• Verilen Metin:
+ + + +

Yandaş, eş, dost, akraba faaliyeti: AKP usulü sportif nepotizm

Son dönemde ortaya çıkan Wushu ve güreş ile birlikte sporda partileşmenin korkunç boyutları yalnızca AKP’ye özgü değil. DP’li yıllardan bugüne sporun ele geçirilme tarihinde büyük yol kat edildi ve spor, siyasetin arka bahçesi hâline dönüştürüldü. AKP ise bunu artık spor ile siyaset arasında karşılıklı bir kadro devşirme politikasına ve sportif bir nepotizme bağlamış durumda.

İsmail Sarp Aykurt

Her ne kadar sporda yaşananlar yeni olmasa da her defasında yeniymiş gibi davranıyor ve kısa zaman sonra unutuyoruz. Toplumsal hafızamız ve hayattaki akışkanlık buna müsaade etmiyor olabilir ancak unutulanın üzerine o kadar yeni şey ekleniyor ki artık dizginlenemiyor. Türkiye’de siyaset-spor bağının tarihinde alternatif bir okuma yapma ihtiyacı son dönemlerde fazlasıyla artmış durumda. Patronların spor kulüpleri ile olan ilişkisi, bir yatırım alanı olarak spor ve futbol ile buna ilave edilen kimi ikincil ya da yan piyasalar… Bunların hepsi sporun kendine ait ve resmi tarih yazımına ‘paralel’ bir yaşamı olduğunu gösteriyor.

+ + + +

Bir veri koleksiyonundan kayıtlar:
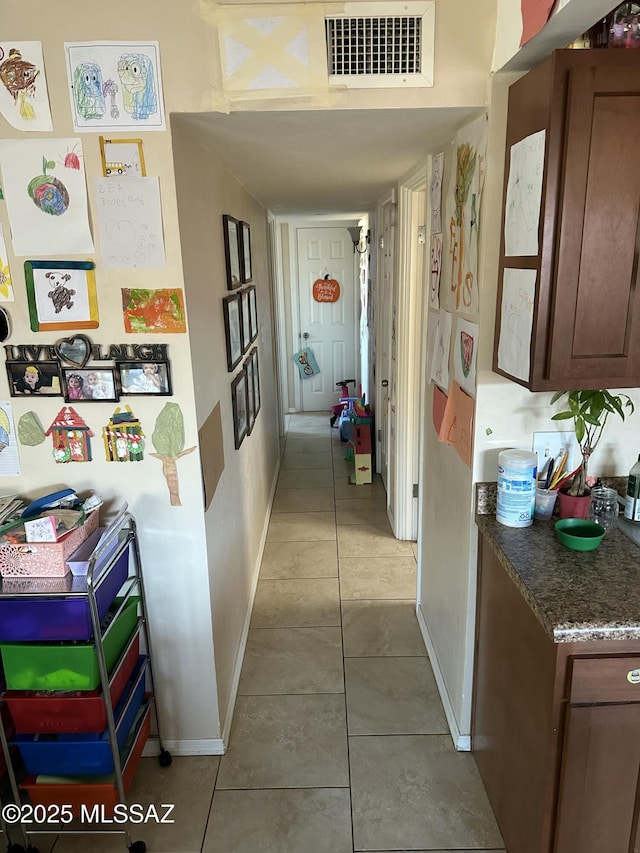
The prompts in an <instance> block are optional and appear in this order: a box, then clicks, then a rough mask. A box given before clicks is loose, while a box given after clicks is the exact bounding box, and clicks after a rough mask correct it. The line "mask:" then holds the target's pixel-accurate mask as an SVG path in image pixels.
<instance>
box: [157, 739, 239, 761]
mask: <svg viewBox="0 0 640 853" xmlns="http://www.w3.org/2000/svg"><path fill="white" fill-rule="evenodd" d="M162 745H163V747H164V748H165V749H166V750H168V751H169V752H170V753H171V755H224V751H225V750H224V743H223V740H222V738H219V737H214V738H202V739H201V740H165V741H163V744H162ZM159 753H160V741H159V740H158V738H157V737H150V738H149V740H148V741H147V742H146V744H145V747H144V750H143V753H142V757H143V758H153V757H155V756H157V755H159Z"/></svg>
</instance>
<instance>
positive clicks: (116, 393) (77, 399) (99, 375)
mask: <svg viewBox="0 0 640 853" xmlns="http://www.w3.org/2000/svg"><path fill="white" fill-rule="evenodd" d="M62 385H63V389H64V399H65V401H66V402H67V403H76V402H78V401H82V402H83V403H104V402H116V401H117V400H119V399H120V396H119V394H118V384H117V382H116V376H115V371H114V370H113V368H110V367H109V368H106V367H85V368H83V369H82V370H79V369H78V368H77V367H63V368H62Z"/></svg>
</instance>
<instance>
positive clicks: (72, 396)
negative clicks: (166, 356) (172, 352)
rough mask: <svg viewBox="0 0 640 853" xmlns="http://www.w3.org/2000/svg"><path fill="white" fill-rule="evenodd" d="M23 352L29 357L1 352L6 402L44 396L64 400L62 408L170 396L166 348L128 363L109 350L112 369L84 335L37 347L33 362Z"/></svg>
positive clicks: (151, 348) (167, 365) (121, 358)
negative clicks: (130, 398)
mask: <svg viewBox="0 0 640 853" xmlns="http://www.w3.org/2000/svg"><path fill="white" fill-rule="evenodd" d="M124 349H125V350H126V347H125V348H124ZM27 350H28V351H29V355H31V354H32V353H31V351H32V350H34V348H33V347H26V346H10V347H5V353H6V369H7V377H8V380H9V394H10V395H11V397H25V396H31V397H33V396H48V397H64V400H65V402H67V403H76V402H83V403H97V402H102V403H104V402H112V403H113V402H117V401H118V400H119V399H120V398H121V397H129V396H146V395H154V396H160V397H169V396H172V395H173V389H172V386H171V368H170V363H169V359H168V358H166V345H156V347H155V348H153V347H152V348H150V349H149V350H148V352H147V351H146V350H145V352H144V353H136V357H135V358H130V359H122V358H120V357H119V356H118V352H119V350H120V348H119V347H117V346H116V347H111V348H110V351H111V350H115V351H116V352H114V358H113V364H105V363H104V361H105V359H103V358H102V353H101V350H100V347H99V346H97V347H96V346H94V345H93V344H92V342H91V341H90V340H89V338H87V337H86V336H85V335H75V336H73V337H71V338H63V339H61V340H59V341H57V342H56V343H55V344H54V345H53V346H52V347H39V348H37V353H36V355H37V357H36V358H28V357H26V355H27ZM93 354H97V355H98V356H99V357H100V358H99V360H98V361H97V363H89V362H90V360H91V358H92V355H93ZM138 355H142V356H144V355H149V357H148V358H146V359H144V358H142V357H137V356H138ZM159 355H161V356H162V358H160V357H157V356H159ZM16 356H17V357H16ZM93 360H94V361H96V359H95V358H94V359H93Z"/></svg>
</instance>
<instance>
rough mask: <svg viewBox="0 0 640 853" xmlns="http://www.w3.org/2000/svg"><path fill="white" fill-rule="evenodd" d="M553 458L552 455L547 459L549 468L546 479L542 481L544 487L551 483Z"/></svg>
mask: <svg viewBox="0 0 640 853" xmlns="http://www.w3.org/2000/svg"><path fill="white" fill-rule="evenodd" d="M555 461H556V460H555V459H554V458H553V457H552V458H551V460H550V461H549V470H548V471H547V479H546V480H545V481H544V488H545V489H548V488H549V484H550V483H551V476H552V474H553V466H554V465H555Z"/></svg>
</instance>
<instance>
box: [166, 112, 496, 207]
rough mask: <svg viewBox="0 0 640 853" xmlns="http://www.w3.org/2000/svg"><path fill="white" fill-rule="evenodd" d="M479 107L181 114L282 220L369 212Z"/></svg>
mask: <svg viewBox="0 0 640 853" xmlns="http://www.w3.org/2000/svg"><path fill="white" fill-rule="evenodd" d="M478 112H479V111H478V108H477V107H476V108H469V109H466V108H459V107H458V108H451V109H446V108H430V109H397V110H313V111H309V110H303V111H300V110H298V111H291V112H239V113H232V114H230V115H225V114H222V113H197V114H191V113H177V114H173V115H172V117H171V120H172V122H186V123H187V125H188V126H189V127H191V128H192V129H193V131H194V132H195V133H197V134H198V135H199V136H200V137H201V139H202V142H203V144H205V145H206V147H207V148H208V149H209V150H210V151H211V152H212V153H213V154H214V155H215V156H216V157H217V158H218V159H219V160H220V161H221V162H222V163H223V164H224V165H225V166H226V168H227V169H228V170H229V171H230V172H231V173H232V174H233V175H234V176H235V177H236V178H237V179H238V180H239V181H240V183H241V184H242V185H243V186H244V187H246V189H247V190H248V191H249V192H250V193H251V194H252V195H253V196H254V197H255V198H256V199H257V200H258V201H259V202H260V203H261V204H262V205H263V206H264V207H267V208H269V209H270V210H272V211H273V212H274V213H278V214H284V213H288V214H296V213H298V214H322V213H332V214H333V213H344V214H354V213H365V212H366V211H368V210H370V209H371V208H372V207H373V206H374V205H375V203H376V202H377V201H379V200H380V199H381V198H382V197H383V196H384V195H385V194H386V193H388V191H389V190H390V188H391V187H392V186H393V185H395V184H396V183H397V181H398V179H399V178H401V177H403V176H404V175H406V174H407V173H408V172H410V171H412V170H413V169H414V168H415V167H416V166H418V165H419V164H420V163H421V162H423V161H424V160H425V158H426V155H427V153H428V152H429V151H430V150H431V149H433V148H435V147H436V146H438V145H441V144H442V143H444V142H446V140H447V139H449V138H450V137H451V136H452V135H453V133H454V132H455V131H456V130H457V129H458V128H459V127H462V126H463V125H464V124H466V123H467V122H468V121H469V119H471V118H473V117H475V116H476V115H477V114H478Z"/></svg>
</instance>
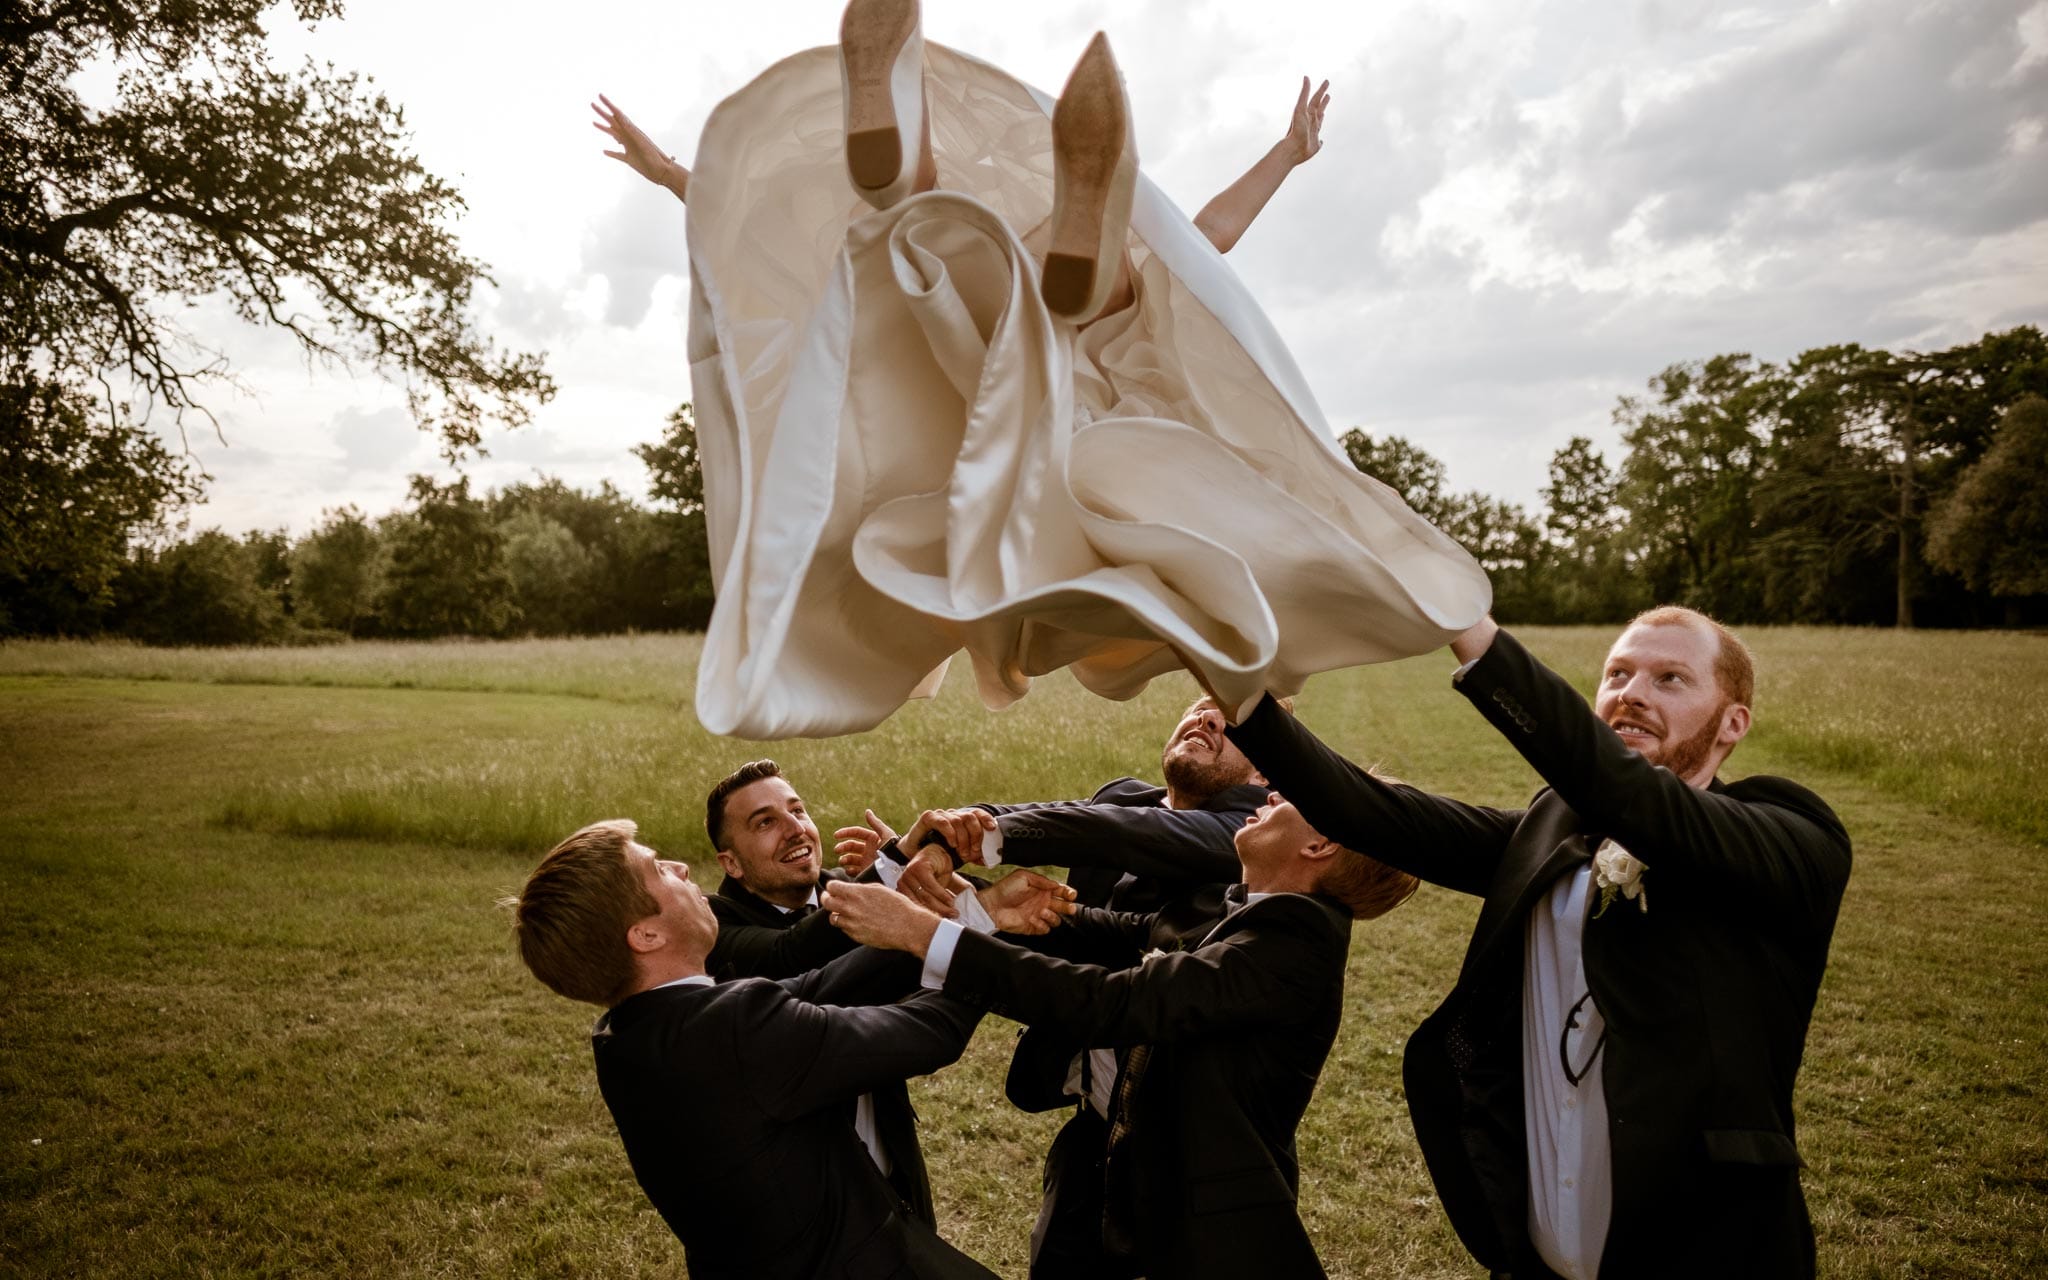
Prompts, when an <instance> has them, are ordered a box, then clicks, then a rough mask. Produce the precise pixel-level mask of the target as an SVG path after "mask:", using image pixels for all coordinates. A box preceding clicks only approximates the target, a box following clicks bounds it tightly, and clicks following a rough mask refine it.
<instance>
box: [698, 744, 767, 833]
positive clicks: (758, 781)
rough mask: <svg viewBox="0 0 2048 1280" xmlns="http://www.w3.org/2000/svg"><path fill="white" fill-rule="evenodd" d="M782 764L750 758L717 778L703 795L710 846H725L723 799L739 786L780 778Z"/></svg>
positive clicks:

+ + + +

• Yapılacak Görevler:
a: Verilen metindeki "Son dönemde ortaya" ifadesinden "nepotizme bağlamış durumda." ifadesine kadar olan kısmı hiçbir değişiklik yapmadan yeniden yazın.
b: Verilen metni iki cümleyle özetleyin.
Bu veriler başka bir kaynaktan alınmıştır.

• Beklenen Sonuçlar:
a:
Son dönemde ortaya çıkan Wushu ve güreş ile birlikte sporda partileşmenin korkunç boyutları yalnızca AKP’ye özgü değil. DP’li yıllardan bugüne sporun ele geçirilme tarihinde büyük yol kat edildi ve spor, siyasetin arka bahçesi hâline dönüştürüldü. AKP ise bunu artık spor ile siyaset arasında karşılıklı bir kadro devşirme politikasına ve sportif bir nepotizme bağlamış durumda.

b: Sporda partileşme yalnızca AKP'ye özgü değildir; DP'li yıllardan bu yana spor siyasetin arka bahçesine dönüştürülmüştür ve AKP bunu spor ile siyaset arasında karşılıklı kadro devşirme politikasına ve sportif nepotizme bağlamıştır. Sporda yaşananlar her defasında yeniymiş gibi karşılanıp kısa sürede unutulmaktadır; Türkiye'de siyaset-spor bağına alternatif bir okuma yapma ihtiyacı artmıştır ve patronların kulüplerle ilişkisi, yatırım alanı olarak spor ve yan piyasalar sporun resmi tarihe paralel bir yaşamı olduğunu göstermektedir.